Starting at the beginning of the records and ending at the line that contains "x=611, y=293", write those lines out again with "taillight" changed to "rear light" and everything else left the same.

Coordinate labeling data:
— BEGIN —

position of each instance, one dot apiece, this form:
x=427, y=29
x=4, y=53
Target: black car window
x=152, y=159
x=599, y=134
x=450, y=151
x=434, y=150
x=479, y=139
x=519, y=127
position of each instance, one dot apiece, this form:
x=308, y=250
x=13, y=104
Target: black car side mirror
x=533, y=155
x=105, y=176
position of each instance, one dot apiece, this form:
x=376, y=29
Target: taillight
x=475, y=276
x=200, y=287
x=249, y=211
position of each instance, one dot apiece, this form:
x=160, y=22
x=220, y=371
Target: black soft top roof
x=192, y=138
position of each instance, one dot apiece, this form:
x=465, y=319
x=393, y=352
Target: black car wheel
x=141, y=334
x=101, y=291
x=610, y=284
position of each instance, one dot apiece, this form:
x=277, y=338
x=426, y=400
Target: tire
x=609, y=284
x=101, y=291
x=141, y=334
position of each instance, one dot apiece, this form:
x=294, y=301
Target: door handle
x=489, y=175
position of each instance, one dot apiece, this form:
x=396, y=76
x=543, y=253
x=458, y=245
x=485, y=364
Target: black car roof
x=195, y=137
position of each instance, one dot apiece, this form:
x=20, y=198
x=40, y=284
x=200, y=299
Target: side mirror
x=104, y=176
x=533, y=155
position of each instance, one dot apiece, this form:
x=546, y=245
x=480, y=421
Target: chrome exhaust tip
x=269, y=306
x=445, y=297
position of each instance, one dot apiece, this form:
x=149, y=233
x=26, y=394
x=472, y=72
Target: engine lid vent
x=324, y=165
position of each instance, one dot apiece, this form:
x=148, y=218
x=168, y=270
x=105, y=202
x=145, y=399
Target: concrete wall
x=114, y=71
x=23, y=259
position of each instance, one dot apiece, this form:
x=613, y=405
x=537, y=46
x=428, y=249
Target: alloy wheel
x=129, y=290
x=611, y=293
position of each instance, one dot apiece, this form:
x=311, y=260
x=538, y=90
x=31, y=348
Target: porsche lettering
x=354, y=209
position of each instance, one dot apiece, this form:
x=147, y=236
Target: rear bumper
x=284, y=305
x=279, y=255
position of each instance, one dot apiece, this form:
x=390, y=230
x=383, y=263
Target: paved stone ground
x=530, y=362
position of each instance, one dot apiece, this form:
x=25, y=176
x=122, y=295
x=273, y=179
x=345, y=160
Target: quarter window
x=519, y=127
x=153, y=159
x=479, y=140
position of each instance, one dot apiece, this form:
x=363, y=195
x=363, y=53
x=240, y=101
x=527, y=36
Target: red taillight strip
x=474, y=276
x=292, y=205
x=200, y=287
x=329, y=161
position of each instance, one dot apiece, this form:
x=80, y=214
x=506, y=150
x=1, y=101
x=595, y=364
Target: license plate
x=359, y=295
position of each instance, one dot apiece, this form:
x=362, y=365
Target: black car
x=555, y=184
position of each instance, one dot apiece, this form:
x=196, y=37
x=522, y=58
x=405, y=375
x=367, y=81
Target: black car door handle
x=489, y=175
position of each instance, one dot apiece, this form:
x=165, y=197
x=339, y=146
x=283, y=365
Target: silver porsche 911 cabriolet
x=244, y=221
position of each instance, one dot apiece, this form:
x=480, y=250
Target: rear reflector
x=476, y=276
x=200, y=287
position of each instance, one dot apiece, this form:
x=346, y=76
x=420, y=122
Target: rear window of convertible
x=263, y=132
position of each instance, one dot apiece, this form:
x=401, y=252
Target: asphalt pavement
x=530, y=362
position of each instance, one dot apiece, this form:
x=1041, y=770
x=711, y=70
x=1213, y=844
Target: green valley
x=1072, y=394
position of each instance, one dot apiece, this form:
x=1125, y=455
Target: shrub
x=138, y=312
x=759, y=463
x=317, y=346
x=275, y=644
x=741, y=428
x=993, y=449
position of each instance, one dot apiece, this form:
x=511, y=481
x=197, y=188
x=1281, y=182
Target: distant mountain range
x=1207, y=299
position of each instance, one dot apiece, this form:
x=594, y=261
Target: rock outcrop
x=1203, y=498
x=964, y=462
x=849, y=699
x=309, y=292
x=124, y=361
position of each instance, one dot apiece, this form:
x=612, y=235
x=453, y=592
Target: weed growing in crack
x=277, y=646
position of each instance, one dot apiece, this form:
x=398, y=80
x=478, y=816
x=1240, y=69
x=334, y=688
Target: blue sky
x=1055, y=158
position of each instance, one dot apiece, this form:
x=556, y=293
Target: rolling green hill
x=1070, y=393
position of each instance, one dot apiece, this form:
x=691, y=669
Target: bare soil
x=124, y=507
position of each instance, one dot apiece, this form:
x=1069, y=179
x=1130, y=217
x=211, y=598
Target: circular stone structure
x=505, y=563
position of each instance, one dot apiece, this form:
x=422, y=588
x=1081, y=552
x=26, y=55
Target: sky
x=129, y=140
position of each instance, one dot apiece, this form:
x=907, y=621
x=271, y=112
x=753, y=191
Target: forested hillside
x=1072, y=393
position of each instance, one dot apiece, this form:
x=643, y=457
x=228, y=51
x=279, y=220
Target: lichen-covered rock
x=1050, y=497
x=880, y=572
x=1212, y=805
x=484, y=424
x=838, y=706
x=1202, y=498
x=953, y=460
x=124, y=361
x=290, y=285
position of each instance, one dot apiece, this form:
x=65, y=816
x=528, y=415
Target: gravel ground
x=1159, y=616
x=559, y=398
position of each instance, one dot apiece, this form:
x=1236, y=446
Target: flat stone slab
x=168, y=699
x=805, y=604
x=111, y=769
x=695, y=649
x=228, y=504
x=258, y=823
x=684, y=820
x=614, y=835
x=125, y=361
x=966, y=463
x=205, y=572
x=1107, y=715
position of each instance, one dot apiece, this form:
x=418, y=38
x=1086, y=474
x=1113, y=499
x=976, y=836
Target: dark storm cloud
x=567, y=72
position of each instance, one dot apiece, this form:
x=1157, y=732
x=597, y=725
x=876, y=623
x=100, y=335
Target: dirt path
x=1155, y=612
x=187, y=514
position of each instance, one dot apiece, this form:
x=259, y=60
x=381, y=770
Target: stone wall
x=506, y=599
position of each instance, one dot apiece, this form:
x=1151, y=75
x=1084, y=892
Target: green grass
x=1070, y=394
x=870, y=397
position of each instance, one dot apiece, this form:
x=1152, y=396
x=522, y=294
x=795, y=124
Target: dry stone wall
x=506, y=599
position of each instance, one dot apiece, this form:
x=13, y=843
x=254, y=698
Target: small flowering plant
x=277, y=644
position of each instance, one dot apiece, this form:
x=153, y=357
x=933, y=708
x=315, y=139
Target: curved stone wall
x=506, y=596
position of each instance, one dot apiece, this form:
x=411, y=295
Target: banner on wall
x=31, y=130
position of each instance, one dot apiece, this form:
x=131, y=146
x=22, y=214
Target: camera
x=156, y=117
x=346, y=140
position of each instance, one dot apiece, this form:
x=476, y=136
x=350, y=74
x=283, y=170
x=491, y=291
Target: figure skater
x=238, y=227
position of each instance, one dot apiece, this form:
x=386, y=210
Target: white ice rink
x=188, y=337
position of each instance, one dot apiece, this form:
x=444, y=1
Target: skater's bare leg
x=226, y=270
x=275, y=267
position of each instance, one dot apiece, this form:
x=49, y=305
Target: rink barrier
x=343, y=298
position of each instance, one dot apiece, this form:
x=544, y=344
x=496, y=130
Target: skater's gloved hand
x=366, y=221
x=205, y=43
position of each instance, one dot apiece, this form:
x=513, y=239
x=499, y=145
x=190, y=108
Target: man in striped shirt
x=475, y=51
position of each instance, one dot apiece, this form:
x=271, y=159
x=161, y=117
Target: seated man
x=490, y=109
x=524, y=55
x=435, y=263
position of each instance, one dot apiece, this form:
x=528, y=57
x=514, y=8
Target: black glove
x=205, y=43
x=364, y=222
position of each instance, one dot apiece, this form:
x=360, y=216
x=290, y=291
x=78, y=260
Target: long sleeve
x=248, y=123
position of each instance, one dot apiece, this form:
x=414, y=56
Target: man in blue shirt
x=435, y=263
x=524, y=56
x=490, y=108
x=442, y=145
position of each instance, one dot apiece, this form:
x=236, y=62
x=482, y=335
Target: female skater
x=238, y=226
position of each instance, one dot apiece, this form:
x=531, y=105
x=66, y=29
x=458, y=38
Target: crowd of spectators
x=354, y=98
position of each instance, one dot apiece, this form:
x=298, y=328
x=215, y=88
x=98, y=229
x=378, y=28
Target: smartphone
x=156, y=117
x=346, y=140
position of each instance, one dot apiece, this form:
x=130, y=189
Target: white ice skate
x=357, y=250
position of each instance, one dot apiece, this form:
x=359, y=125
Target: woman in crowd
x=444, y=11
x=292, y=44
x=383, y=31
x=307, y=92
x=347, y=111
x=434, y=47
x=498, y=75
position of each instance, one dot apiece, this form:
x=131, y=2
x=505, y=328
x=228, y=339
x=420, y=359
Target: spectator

— END —

#### Task response:
position of each instance, one dot apiece, this form:
x=427, y=29
x=4, y=53
Target: black car window
x=152, y=159
x=599, y=134
x=450, y=151
x=434, y=150
x=479, y=139
x=519, y=127
position of each instance, one dot apiece, this form:
x=308, y=250
x=13, y=104
Target: black car side mirror
x=533, y=155
x=105, y=176
position of each instance, one dot apiece, this form:
x=376, y=29
Target: rear light
x=475, y=276
x=200, y=287
x=249, y=211
position of each instance, one dot apiece, this form:
x=160, y=22
x=220, y=371
Target: black soft top roof
x=192, y=138
position of each instance, one dot apiece, this form:
x=465, y=319
x=393, y=352
Target: black car wheel
x=141, y=334
x=101, y=291
x=610, y=284
position of each instance, one dot apiece, this form:
x=277, y=338
x=426, y=400
Target: tire
x=609, y=284
x=101, y=291
x=141, y=334
position of each instance, one dot apiece, this form:
x=294, y=301
Target: door handle
x=489, y=175
position of each instance, one dot apiece, this form:
x=396, y=76
x=543, y=253
x=458, y=245
x=485, y=364
Target: black car roof
x=195, y=137
position of each instance, one dot apiece, this form:
x=20, y=198
x=40, y=284
x=200, y=299
Target: side mirror
x=104, y=176
x=533, y=155
position of each instance, one dot apiece, this form:
x=546, y=245
x=480, y=421
Target: chrome exhaust tip
x=269, y=306
x=445, y=297
position of each instance, one dot apiece, this form:
x=149, y=233
x=26, y=394
x=472, y=72
Target: engine lid vent
x=324, y=165
position of each instance, one dot apiece, this form:
x=148, y=218
x=168, y=270
x=105, y=202
x=145, y=399
Target: concrete wall
x=114, y=71
x=23, y=259
position of each instance, one dot apiece, this form:
x=613, y=405
x=537, y=46
x=428, y=249
Target: alloy wheel
x=129, y=290
x=611, y=293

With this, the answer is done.